Your reply must contain exactly the lines running from the one with "drawer with a single point, one per instance." to the last line of the entries below, both included, and no other lines.

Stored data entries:

[Start of Attachment]

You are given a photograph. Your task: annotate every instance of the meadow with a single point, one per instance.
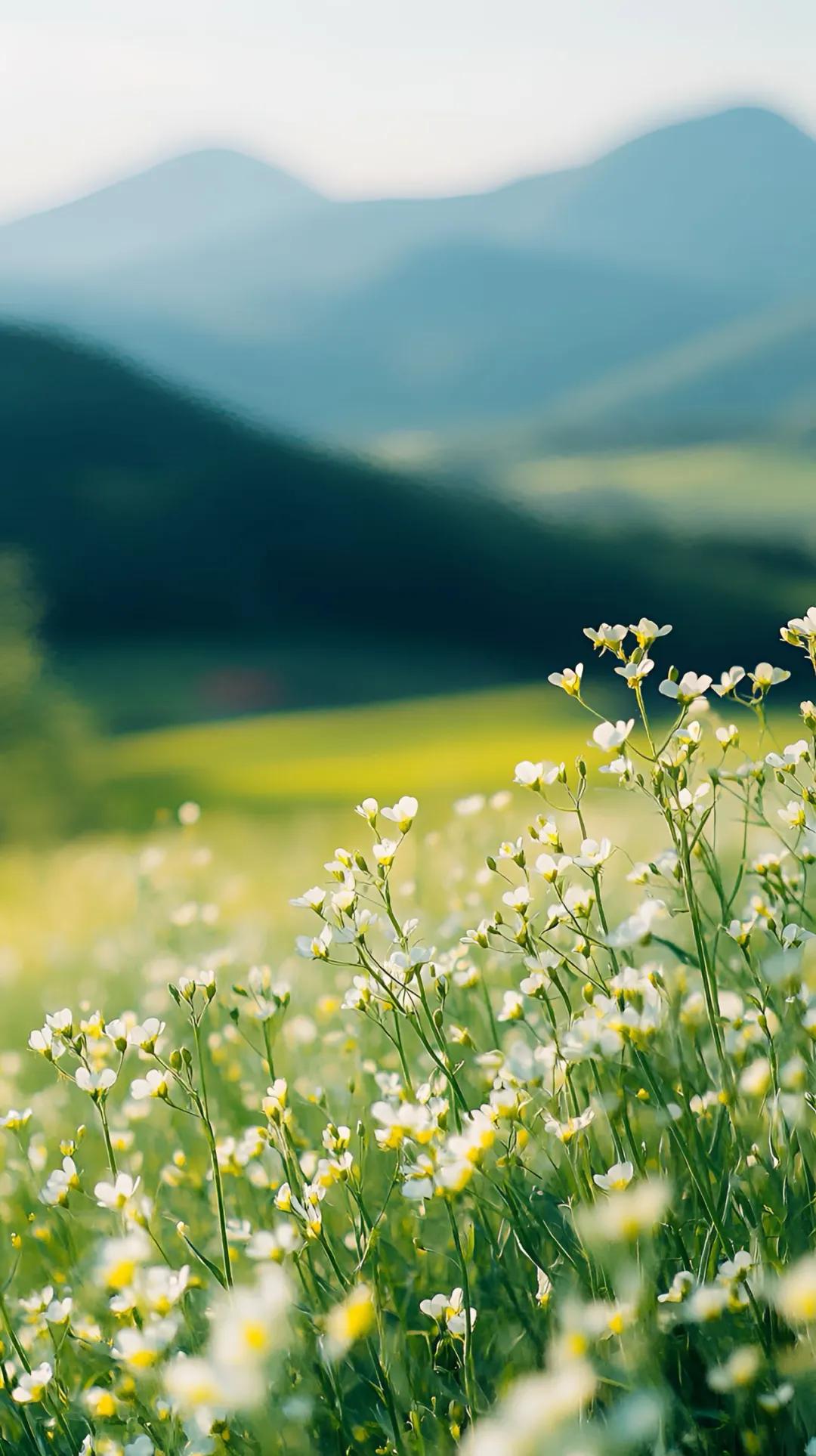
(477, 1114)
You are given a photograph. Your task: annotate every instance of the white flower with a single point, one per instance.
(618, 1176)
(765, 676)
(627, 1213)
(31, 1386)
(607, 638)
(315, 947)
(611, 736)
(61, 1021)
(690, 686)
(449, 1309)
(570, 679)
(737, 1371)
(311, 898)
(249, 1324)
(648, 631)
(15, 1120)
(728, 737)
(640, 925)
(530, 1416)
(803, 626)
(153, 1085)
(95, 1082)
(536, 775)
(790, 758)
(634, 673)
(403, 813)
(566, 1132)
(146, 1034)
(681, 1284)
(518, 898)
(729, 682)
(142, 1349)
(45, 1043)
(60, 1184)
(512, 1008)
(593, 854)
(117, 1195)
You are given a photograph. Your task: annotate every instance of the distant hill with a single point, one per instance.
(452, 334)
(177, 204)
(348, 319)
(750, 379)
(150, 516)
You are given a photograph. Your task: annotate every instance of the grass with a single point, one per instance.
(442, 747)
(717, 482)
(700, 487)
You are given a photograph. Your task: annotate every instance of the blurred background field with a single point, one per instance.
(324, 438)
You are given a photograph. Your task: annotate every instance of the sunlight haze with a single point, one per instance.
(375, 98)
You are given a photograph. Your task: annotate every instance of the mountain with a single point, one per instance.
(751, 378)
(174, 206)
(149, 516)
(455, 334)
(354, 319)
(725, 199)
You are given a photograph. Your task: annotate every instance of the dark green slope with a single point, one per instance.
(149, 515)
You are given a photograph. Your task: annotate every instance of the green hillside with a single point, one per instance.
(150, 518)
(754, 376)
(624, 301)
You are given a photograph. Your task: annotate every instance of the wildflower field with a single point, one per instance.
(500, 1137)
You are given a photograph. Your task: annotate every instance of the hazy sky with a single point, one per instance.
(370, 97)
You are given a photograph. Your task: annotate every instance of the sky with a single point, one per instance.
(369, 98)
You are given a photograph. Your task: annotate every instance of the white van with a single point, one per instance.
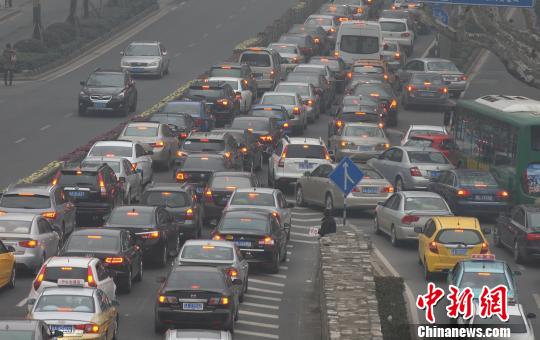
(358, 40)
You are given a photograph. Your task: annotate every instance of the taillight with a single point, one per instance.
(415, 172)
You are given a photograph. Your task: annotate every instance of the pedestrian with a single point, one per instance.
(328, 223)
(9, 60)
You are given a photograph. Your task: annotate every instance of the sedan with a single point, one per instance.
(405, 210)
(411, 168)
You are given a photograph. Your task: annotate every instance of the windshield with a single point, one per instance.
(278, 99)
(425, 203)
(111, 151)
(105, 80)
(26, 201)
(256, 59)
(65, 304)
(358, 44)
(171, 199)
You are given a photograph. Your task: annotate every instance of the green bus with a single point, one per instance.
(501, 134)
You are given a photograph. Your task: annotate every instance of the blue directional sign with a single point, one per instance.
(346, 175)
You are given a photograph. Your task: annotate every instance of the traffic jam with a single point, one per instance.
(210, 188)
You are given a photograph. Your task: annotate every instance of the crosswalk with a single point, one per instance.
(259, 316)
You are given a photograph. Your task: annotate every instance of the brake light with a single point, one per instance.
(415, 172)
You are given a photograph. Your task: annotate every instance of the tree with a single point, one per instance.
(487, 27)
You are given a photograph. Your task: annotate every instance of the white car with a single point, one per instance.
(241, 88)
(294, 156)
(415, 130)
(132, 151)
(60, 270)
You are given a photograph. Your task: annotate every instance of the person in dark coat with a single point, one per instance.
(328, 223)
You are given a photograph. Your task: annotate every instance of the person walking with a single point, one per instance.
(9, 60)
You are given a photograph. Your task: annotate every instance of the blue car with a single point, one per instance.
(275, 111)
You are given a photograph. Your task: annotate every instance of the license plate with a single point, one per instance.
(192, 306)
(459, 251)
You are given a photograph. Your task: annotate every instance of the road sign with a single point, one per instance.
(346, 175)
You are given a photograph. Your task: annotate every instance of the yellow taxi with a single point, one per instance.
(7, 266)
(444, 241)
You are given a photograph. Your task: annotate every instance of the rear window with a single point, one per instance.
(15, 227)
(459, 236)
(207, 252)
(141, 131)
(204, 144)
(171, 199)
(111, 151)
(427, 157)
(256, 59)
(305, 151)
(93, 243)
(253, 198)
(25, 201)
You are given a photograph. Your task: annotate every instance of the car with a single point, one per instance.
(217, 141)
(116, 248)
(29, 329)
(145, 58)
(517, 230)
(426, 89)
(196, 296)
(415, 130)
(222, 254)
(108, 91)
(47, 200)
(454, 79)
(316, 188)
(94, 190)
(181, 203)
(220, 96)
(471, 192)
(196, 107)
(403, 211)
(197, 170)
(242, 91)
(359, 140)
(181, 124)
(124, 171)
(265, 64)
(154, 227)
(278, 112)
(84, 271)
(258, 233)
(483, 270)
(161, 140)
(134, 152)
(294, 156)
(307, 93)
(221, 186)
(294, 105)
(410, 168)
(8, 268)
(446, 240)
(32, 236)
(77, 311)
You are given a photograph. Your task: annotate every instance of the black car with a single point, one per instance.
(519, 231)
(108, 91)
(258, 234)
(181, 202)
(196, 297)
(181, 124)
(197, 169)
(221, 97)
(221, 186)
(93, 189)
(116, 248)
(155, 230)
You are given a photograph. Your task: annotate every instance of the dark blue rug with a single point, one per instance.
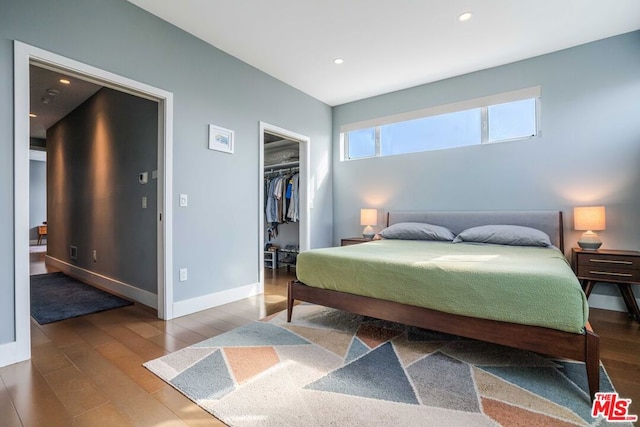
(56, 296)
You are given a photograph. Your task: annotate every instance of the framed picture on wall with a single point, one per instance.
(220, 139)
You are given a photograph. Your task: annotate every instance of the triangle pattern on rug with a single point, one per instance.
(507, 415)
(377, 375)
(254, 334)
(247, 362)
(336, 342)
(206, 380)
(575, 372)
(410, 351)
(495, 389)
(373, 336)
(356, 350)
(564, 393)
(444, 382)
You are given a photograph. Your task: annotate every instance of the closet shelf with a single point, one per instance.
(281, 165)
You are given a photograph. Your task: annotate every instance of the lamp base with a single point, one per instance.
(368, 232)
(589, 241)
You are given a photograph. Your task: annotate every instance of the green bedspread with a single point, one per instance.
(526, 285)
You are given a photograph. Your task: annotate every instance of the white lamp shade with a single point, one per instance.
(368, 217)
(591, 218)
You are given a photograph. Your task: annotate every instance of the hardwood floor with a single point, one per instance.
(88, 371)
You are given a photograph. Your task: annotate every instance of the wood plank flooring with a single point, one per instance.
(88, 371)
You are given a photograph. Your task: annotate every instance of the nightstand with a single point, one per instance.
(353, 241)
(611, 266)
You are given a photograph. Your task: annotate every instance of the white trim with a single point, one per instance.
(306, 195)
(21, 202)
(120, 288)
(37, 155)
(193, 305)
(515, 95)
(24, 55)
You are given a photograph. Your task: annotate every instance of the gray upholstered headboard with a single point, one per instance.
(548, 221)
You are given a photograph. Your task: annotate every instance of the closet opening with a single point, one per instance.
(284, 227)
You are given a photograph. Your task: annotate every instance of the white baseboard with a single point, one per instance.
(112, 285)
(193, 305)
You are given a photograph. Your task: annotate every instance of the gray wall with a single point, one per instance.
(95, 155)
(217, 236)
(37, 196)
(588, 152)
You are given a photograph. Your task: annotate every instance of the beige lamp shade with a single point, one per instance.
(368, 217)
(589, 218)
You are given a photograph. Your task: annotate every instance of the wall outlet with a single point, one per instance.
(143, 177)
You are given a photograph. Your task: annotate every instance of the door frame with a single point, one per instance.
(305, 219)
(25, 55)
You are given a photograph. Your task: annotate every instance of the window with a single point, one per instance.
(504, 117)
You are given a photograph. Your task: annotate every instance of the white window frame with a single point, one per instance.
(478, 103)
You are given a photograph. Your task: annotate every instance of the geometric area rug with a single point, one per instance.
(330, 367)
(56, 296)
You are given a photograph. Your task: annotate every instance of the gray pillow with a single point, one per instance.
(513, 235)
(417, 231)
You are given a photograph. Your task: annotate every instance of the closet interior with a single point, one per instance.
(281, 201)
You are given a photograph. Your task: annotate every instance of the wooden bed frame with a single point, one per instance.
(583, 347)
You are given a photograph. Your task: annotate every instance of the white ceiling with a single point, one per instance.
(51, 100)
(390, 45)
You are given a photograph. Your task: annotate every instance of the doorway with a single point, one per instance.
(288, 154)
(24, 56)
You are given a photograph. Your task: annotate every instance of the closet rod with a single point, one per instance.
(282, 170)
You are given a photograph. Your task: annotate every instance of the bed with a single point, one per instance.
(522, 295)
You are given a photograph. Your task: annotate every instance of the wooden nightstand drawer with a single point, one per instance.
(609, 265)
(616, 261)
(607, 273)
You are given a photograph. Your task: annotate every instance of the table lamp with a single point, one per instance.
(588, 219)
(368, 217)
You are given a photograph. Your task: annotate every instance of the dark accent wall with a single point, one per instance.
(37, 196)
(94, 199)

[End of Attachment]

§ **EXERCISE SOLUTION**:
You are given a photograph. Your task: annotate every instance of the wooden nightstand drawer with a single point, one per instance.
(609, 265)
(616, 261)
(607, 273)
You are given a photograph. Your task: annotate every instance of the table lamp with a single point, one per instance.
(588, 219)
(368, 217)
You are given a photograph. Your task: annotate every instance of the dark accent wall with a single point, one per instance.
(37, 196)
(94, 199)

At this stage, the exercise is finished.